All of the records must come back exactly. Please repeat them in full.

____

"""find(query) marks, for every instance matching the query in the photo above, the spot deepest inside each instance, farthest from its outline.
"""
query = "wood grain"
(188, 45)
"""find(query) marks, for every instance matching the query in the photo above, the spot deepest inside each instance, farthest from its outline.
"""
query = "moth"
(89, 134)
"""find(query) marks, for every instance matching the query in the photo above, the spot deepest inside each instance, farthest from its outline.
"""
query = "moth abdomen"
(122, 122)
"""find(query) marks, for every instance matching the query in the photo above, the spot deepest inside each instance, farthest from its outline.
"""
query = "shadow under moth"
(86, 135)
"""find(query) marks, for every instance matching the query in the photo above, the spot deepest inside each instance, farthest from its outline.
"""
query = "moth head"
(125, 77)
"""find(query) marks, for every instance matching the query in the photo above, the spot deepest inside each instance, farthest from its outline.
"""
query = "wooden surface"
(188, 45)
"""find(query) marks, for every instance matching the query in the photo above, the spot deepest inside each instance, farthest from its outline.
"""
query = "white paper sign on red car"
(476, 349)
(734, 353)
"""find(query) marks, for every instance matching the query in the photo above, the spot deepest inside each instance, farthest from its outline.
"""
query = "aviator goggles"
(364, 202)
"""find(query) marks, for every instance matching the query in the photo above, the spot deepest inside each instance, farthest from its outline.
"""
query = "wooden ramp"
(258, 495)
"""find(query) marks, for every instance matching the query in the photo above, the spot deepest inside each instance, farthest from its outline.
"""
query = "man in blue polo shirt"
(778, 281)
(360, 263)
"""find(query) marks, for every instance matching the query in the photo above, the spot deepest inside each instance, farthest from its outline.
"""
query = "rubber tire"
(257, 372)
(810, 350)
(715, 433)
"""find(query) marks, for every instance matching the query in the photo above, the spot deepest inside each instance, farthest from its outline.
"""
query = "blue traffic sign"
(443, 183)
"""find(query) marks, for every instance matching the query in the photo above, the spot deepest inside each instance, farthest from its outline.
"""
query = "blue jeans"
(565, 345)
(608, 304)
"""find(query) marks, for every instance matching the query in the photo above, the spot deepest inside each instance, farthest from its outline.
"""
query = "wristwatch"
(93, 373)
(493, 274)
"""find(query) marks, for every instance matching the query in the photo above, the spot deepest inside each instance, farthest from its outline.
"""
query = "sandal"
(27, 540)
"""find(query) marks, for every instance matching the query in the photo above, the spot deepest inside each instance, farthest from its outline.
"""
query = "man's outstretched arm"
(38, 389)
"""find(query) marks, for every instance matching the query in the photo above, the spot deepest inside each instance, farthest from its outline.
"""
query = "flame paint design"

____

● Finished task:
"""find(query) marks, for every instance matching the query in the photo above, the spot deepest inside each instance, farthest from its outline.
"""
query = "wood grain"
(188, 45)
"""find(query) marks, for every instance matching the query in the photo above, the spot deepest inside each instance, farthest from its outline.
"""
query = "moth"
(89, 134)
"""find(query) marks, for every instance matching the query in the photo above, the spot deepest inside each instance, farthest from its outline.
"""
query = "moth abdomen"
(122, 122)
"""find(query) marks, for every instance matching the query in the photo above, the spot deepest inside each instance, farthest from its outline.
"""
query = "shadow under moth"
(86, 135)
"""find(query) marks, for every instance matching the query in the photo above, the spot deepest inside each instance, farthest from its outline.
"""
query = "moth head"
(125, 77)
"""find(query) marks, for every instance matching the query in the photo above, the spot deepest inside each instance, farthest from its outline.
"""
query = "wooden surface"
(188, 45)
"""find(query) marks, for every instance matching the query in the photo above, the spot deepest inside each instance, farthest from its outline.
"""
query = "white paper sign on red car"
(476, 349)
(734, 353)
"""find(query) marks, for every instance matching the query in the photo above, the spot deepest inside each instance, farthest from its outline.
"""
query = "aviator goggles"
(364, 202)
"""find(query) marks, for every instance matching the query in the photo above, the spot deepest inside each instance, farthest from its outline.
"""
query = "wooden ramp"
(258, 495)
"""find(query) marks, for every instance matching the query in the photo above, the spot deepest inside each instance, farthest from its outline.
"""
query = "man in blue polo shirt"
(778, 281)
(360, 263)
"""find(query) marks, for every instance matching the query in the photo above, the spot deepest inside each instance, farthest from its outline.
"""
query = "rubber tire"
(257, 372)
(810, 350)
(715, 433)
"""find(query) marks, for every instance matching the query in the photo above, the spot deepest inside each instance, farthest from its outline.
"""
query = "blue traffic sign"
(443, 183)
"""find(query) marks, for every instance matching the query in the photo above, the spot deepest inside each instance, farthest from its outline.
"""
query = "blue jeans"
(565, 345)
(608, 304)
"""find(query) marks, for every instance matching the query in the photo above, the spot deepest inside each instance, farthest from its outline.
"""
query = "wristwatch"
(93, 373)
(493, 274)
"""find(query) marks, for every instance matching the query in the photo above, the spot deepest inside each instance, farthest from its outline.
"""
query = "sandal"
(27, 540)
"""find(query) marks, for every instance matching the query in the photo above, the spot deepest inside each instance, farthest from its outline.
"""
query = "man's outstretched arm"
(38, 389)
"""find(query) marks, for every instance matching the query in the photo above, the spot deepest inside each instance, farthest from its outline.
"""
query = "flame paint design"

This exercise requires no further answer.